[GIVEN INSTRUCTION 1] Find each line in the records that contains the word "black" and copy those lines.

[QUOTED PASSAGE]
To get a science component instance, one needs to provide a TimeDomain
instance, a SpaceDomain
instance, a DataSet
instance, and parameter
and/or constant values as per indicated in its signature.
>>> component = unifhycontrib.artemis.SubSurfaceComponent(
... saving_directory='outputs',
... timedomain=timedomain,
... spacedomain=spacedomain,
... dataset=dataset_subsurface,
... parameters={},
... records={
... 'surface_runoff_flux_delivered_to_rivers': {timedelta(days=1): ['mean']}
... }
... )
>>> print(component)
SubSurfaceComponent(
category: subsurface
saving directory: outputs
timedomain: period: 31 days, 0:00:00
spacedomain: shape: (Y: 8, X: 6)
records:
surface_runoff_flux_delivered_to_rivers: 1 day, 0:00:00 {'mean'}
)
Note
The variables that can be recorded using the records optional parameter are the component’s outwards, outputs, and states. By default, none are recorded.

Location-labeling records

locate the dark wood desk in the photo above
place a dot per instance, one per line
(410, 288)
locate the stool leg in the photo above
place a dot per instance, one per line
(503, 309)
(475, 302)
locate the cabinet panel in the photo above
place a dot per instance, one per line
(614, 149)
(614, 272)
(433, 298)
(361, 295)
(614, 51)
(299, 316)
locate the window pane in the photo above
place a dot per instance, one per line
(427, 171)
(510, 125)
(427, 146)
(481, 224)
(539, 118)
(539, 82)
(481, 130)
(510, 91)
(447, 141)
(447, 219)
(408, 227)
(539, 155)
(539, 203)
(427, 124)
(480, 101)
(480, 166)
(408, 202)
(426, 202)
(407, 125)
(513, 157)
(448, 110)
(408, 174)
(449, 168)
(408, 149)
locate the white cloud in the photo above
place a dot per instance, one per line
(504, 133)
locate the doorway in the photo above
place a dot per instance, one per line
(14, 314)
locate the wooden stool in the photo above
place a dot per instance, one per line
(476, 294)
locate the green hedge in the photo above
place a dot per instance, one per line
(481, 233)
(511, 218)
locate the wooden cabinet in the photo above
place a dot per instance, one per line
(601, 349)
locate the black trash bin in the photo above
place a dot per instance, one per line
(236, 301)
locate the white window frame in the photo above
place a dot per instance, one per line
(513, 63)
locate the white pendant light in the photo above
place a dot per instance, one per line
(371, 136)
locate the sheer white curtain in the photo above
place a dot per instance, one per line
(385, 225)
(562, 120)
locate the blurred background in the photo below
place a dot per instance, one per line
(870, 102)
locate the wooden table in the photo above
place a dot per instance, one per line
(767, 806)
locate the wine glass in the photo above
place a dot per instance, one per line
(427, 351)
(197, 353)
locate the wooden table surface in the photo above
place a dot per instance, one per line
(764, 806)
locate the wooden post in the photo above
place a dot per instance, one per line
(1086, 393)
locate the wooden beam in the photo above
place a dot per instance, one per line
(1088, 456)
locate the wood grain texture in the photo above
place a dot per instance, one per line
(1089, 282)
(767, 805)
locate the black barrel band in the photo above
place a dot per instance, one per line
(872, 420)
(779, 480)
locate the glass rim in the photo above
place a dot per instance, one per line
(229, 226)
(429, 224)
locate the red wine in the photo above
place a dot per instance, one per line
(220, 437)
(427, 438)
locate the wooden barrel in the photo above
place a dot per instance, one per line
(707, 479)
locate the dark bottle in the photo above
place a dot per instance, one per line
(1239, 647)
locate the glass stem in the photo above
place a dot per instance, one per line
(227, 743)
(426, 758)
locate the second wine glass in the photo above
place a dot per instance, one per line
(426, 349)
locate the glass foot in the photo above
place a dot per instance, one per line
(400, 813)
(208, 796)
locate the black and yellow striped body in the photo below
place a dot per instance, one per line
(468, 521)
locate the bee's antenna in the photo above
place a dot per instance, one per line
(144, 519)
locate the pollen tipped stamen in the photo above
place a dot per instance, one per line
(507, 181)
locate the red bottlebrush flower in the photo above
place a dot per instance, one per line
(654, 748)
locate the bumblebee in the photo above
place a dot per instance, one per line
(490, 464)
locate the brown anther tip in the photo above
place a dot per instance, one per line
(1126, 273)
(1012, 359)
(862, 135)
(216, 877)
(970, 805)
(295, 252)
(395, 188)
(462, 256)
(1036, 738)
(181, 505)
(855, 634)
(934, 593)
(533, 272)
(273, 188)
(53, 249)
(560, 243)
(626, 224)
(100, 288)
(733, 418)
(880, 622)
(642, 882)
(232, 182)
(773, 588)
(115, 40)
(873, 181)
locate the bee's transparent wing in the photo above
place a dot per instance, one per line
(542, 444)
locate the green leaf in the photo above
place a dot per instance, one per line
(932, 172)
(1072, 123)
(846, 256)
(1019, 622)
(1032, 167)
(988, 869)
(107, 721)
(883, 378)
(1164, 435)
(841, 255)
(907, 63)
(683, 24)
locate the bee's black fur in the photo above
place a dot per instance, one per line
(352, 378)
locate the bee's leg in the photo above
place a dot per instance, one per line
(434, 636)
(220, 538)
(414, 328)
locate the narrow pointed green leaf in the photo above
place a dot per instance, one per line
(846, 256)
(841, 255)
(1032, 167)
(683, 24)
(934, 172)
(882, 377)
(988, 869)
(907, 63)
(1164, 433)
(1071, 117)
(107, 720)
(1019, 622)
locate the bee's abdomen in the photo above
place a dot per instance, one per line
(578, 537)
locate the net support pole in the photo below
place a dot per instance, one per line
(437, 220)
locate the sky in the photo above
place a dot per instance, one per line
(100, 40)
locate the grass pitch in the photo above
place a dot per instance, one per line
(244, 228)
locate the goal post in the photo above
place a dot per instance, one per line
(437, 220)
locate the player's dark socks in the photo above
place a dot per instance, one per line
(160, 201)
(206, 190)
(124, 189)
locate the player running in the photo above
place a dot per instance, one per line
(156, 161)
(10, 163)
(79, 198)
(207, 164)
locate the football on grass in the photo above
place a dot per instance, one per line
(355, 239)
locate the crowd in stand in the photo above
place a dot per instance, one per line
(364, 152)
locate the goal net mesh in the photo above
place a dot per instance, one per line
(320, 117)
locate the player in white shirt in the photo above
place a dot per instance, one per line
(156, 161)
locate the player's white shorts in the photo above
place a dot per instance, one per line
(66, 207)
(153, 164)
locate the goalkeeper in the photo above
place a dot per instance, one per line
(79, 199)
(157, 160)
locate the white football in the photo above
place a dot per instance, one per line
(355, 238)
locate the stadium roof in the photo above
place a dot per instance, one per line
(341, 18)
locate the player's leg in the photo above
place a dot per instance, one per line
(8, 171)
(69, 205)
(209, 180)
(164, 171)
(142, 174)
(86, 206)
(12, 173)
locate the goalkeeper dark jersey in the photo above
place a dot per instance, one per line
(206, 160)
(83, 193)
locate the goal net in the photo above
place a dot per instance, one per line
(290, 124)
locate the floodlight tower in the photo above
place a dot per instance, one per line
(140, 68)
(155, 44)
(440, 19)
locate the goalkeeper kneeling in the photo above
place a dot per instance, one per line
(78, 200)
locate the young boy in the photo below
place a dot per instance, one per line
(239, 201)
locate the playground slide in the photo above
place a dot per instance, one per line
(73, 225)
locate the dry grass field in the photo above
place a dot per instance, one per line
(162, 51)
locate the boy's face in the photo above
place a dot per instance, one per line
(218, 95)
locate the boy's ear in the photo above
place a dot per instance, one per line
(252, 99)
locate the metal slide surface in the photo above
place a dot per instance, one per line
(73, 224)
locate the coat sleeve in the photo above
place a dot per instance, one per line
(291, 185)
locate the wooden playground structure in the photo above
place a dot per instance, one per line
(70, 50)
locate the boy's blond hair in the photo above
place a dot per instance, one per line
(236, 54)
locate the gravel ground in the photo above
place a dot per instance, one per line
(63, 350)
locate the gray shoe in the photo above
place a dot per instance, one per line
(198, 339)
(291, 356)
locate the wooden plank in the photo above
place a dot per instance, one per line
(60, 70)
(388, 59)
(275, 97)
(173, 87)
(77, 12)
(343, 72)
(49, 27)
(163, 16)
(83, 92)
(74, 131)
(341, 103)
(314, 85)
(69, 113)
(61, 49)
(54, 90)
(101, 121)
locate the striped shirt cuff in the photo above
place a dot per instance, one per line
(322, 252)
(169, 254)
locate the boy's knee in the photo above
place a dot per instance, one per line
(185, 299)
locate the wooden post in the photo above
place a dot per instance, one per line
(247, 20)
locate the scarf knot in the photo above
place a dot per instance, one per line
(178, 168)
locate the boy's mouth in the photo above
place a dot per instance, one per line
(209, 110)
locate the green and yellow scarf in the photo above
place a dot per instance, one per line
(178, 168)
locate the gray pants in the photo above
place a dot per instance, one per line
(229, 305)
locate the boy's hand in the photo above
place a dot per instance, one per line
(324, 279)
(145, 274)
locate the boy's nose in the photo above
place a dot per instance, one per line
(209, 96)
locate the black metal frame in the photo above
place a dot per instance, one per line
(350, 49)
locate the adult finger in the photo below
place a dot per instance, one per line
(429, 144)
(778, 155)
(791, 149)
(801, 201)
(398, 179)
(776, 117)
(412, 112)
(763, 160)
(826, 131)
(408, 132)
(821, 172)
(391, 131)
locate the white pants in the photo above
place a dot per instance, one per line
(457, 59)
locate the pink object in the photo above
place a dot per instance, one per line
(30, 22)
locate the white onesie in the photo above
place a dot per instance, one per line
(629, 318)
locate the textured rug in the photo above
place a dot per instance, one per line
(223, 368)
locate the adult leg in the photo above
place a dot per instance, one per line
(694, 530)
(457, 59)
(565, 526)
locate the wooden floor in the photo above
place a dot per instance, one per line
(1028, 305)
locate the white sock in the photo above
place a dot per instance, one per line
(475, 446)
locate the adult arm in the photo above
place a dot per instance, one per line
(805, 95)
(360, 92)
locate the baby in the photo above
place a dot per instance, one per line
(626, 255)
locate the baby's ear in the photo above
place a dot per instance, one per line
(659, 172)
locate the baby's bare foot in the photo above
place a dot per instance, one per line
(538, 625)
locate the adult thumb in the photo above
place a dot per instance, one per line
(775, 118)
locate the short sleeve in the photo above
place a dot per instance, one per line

[GIVEN INSTRUCTION 2] In the passage on creating a science component instance, which variables can the records optional parameter record?

[RESULT 1]
locate the black trash bin in the photo above
locate the black barrel band in the photo above
locate the black and yellow striped body in the photo below
locate the bee's black fur in the photo above
locate the black metal frame in the photo above

[RESULT 2] The component's outwards, outputs, and states.